(Beginning of Data for the task)
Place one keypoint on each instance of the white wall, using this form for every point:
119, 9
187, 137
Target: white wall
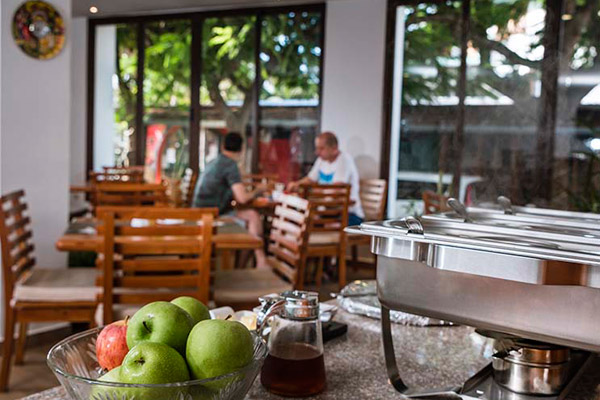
78, 99
104, 116
353, 79
35, 130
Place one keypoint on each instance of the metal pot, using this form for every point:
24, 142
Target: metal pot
531, 368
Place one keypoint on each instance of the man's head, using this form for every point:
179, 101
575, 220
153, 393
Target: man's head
233, 143
326, 146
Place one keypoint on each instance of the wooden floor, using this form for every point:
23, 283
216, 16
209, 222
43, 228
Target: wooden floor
35, 376
32, 377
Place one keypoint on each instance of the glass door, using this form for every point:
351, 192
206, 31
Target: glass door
167, 98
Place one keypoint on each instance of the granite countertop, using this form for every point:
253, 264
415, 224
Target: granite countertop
428, 357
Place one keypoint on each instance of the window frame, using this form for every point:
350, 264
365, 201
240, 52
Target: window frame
196, 19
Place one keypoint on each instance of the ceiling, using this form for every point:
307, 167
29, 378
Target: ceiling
141, 7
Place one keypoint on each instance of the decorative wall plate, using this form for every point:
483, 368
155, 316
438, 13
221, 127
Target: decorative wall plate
38, 29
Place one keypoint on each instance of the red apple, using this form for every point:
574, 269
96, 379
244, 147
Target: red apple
111, 345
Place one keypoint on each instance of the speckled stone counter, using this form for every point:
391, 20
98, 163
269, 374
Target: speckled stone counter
431, 357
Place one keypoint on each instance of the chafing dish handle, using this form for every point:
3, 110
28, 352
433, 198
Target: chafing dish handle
459, 208
392, 367
506, 205
389, 352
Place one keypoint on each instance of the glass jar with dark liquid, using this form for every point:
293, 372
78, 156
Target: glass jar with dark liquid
294, 366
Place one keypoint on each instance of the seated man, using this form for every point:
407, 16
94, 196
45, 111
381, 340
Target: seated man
333, 166
221, 182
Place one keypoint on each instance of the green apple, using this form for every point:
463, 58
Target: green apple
197, 310
112, 376
217, 347
160, 322
153, 363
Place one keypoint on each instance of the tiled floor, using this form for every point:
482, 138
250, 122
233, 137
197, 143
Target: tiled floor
35, 376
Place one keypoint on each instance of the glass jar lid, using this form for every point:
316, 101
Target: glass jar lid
300, 305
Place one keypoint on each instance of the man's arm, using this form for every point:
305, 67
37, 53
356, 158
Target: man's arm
295, 184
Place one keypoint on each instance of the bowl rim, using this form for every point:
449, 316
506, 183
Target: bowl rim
262, 354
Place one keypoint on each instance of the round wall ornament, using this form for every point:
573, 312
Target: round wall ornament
38, 29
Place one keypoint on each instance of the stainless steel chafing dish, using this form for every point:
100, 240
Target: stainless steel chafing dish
517, 278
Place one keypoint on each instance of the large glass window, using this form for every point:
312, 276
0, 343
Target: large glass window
290, 57
257, 73
115, 95
227, 87
167, 98
492, 98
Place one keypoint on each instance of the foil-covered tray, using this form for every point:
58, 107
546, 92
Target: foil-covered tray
360, 297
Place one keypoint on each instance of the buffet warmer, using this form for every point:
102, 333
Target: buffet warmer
531, 282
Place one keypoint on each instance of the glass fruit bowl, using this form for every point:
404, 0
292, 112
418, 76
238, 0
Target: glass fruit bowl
73, 361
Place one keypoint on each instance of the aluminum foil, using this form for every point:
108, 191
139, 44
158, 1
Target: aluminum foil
360, 297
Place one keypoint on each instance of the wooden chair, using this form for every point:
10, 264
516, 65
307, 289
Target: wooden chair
241, 288
434, 203
188, 185
373, 194
329, 217
130, 194
33, 294
164, 255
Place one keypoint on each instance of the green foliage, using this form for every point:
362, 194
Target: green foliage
432, 49
167, 64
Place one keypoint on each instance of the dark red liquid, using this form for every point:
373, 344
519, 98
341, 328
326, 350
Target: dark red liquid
294, 370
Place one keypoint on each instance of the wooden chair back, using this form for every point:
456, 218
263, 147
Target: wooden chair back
373, 193
154, 254
117, 176
288, 238
434, 203
329, 213
188, 185
130, 194
15, 239
115, 169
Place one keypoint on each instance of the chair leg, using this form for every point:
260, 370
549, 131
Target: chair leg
342, 269
20, 351
354, 251
319, 273
7, 347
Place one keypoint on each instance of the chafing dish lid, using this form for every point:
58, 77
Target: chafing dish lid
496, 239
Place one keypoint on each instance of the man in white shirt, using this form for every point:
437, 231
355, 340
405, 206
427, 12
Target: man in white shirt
333, 166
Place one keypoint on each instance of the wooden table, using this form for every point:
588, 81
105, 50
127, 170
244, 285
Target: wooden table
229, 237
81, 188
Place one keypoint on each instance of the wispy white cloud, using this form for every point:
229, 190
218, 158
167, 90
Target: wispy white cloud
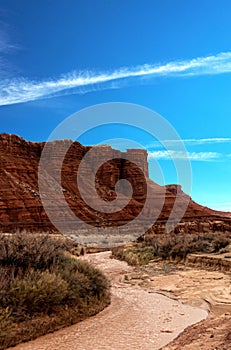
24, 90
192, 156
189, 142
223, 206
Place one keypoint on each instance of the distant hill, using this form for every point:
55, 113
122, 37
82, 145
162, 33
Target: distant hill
20, 202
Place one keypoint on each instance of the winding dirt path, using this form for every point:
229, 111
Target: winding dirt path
135, 319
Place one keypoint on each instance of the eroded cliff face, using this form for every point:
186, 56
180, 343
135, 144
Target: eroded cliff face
20, 202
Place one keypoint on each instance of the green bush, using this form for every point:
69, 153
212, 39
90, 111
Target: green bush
44, 288
172, 246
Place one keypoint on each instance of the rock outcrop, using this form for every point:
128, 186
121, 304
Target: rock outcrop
20, 202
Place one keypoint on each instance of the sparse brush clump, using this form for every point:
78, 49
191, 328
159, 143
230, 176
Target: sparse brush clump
172, 246
44, 288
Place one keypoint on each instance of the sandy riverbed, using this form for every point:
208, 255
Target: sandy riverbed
136, 319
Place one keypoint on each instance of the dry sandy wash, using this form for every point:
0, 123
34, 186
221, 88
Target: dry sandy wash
135, 319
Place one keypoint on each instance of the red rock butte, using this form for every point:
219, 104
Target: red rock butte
21, 207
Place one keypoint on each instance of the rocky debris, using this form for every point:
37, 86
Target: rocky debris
21, 206
207, 335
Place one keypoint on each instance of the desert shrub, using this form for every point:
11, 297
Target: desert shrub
28, 251
44, 288
172, 246
35, 292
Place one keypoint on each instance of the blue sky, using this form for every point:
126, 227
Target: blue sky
57, 57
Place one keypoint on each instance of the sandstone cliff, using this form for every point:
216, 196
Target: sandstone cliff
20, 202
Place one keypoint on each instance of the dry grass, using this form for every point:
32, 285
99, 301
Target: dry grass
43, 288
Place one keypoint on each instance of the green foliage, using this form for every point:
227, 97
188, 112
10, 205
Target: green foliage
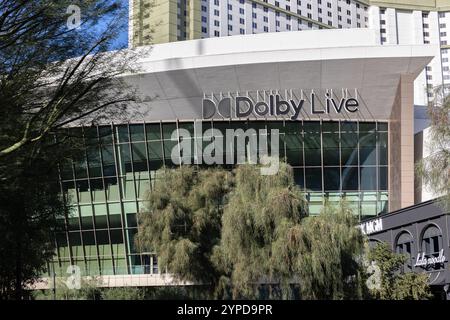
411, 286
395, 285
258, 209
182, 221
123, 294
244, 235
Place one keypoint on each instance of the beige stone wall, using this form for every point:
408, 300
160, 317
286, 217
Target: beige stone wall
154, 21
401, 147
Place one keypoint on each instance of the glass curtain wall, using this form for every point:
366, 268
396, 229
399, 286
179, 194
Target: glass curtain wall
107, 186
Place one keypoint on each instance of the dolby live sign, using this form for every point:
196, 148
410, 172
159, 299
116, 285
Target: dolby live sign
285, 104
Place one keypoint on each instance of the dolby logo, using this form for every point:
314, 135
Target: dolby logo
275, 105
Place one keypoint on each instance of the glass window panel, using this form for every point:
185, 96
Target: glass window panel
294, 149
116, 236
131, 220
367, 126
315, 202
105, 134
137, 132
80, 168
299, 177
74, 224
100, 209
330, 149
112, 189
130, 207
349, 127
66, 170
349, 149
122, 134
189, 126
61, 239
368, 178
330, 127
101, 222
106, 266
367, 153
383, 178
331, 179
109, 163
102, 237
143, 186
130, 233
168, 129
125, 158
139, 157
349, 178
87, 223
75, 239
383, 148
95, 169
128, 187
168, 147
313, 179
92, 267
115, 221
88, 239
104, 250
153, 131
382, 126
313, 153
155, 155
86, 211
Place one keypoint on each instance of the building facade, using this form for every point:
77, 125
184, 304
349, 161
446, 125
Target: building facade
342, 105
400, 22
421, 232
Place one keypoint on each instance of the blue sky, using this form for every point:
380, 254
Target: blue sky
122, 39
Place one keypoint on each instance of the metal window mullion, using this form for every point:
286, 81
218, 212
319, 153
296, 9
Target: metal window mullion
108, 224
91, 202
66, 223
128, 257
359, 172
119, 178
377, 167
147, 153
341, 181
79, 217
162, 144
304, 158
321, 162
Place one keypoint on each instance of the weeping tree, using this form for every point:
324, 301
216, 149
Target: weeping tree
435, 168
259, 210
394, 284
245, 235
324, 255
182, 221
270, 248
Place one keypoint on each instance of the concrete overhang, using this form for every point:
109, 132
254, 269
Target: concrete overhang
174, 77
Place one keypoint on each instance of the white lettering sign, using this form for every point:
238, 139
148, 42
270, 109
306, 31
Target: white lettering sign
423, 261
372, 226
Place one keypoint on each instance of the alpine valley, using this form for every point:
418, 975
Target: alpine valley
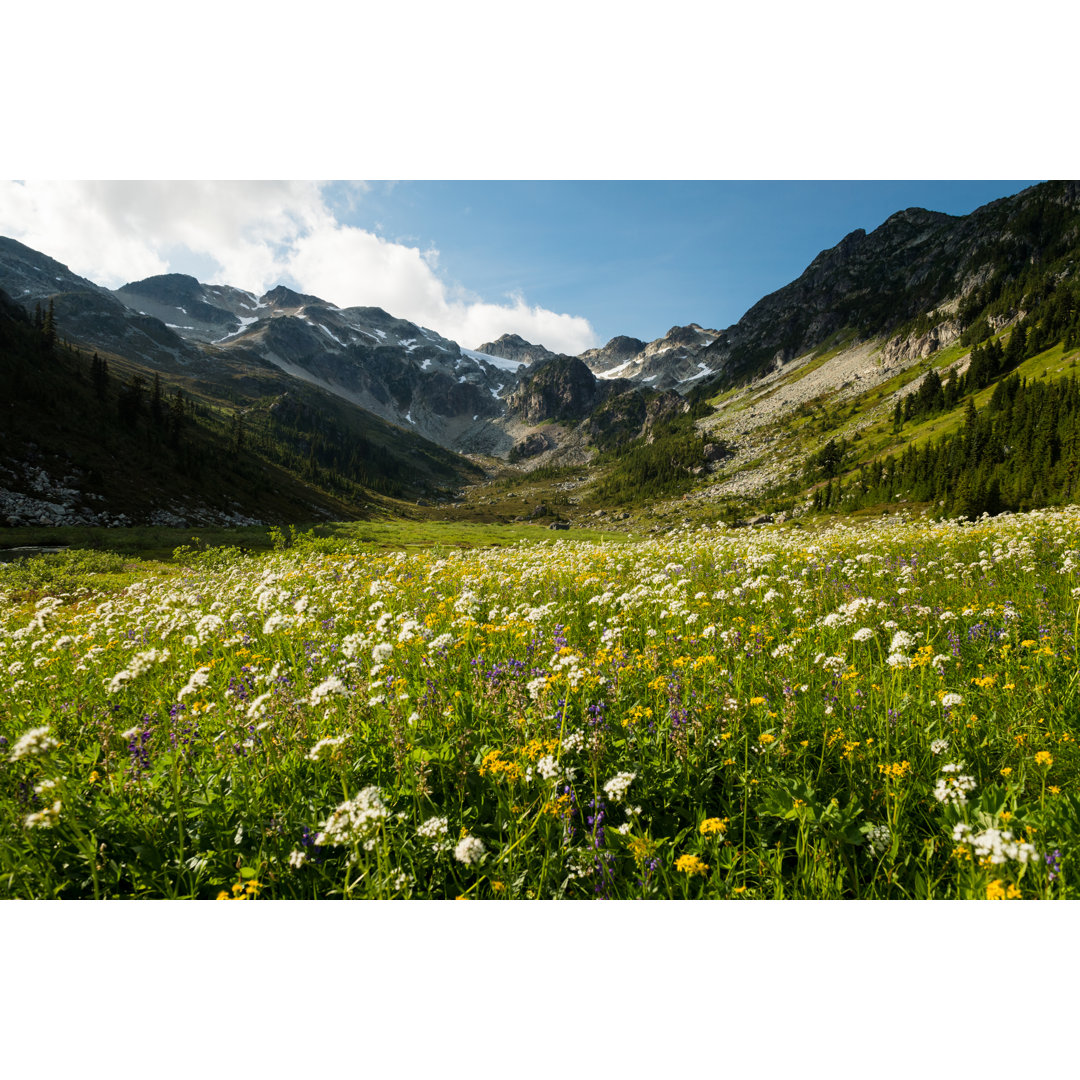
930, 363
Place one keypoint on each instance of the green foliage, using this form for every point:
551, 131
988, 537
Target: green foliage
645, 471
58, 571
226, 732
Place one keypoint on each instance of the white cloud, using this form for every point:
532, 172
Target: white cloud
256, 234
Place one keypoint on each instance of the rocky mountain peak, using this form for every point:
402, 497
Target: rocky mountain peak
282, 297
514, 347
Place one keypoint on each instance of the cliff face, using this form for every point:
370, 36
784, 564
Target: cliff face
559, 389
915, 264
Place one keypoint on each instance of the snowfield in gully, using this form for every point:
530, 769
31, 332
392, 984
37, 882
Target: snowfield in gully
876, 711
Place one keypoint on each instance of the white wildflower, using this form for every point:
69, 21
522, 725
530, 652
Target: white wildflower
355, 821
616, 787
44, 819
199, 678
548, 767
470, 851
324, 746
34, 743
326, 688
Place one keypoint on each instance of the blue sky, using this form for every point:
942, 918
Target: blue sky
638, 257
567, 265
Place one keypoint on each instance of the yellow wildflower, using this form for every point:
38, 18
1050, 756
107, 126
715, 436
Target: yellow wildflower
711, 825
690, 865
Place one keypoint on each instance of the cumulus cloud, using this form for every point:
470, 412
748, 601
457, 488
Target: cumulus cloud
255, 234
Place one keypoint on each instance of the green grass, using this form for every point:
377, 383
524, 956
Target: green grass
441, 723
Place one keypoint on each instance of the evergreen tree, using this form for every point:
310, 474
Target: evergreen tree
157, 406
49, 333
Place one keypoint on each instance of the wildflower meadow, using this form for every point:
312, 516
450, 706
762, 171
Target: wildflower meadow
881, 710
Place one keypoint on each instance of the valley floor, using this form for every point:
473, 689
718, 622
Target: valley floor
875, 711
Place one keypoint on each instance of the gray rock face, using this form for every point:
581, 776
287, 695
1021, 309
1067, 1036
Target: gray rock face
559, 389
514, 347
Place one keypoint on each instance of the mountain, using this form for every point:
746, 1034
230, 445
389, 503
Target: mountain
514, 347
918, 309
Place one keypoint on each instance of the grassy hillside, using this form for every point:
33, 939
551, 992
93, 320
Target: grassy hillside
137, 445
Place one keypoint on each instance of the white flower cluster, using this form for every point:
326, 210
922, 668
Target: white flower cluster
574, 741
548, 767
355, 821
327, 688
199, 678
324, 747
44, 819
470, 851
32, 743
953, 787
568, 664
536, 687
140, 662
996, 845
435, 831
277, 621
616, 787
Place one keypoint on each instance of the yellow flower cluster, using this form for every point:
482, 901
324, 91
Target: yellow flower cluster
690, 865
713, 825
242, 890
895, 771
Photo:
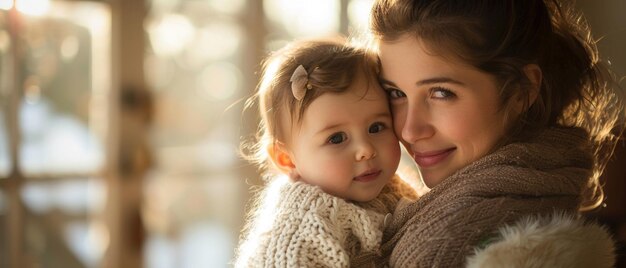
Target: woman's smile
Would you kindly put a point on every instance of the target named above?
(432, 158)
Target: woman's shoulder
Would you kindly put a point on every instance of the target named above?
(556, 240)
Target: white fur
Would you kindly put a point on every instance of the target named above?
(558, 241)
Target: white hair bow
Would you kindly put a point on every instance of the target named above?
(300, 82)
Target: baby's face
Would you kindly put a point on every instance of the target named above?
(346, 144)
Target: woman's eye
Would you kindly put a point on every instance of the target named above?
(442, 93)
(376, 127)
(337, 138)
(395, 93)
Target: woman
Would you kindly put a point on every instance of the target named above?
(511, 118)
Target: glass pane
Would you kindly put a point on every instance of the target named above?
(5, 161)
(196, 66)
(191, 219)
(5, 87)
(64, 79)
(4, 247)
(62, 226)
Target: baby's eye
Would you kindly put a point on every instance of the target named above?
(337, 138)
(377, 127)
(395, 93)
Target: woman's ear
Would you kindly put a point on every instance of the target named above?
(534, 75)
(281, 157)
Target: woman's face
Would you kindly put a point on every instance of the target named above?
(446, 113)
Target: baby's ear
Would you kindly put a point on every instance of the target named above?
(282, 159)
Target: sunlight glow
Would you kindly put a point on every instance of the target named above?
(358, 14)
(302, 18)
(6, 4)
(33, 7)
(170, 34)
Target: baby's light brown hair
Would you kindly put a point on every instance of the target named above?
(332, 65)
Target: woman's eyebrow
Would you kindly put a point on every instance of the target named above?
(386, 82)
(434, 80)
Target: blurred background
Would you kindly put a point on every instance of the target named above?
(120, 123)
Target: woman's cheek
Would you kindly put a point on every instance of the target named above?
(399, 118)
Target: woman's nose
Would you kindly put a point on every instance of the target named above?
(365, 151)
(417, 125)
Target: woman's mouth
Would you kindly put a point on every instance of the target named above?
(428, 159)
(368, 176)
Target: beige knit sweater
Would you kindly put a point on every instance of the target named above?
(299, 225)
(464, 212)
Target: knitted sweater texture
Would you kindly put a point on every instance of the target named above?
(465, 210)
(306, 227)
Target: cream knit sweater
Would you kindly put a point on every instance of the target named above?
(306, 227)
(298, 225)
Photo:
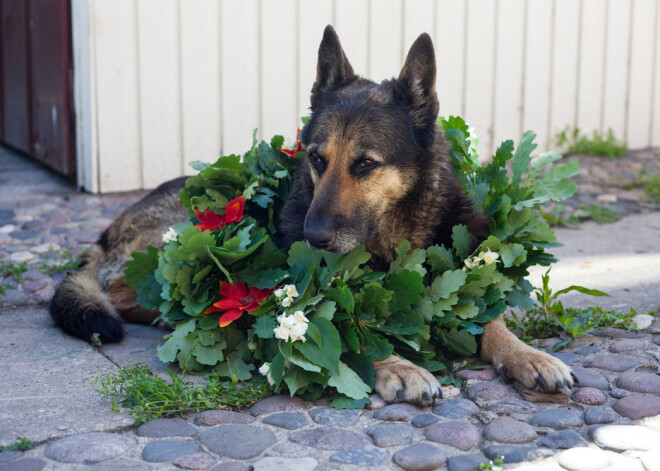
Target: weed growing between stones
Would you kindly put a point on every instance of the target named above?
(21, 444)
(598, 144)
(13, 271)
(146, 396)
(551, 319)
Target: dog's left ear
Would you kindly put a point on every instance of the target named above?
(416, 87)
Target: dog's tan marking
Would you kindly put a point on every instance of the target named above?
(End of Data for the task)
» **Your objective**
Pull every line with the word "baby" from the data.

» **Reply to the exercise**
Target: baby's face
Target: baby's eye
Target: baby's ear
Target: baby's light brown hair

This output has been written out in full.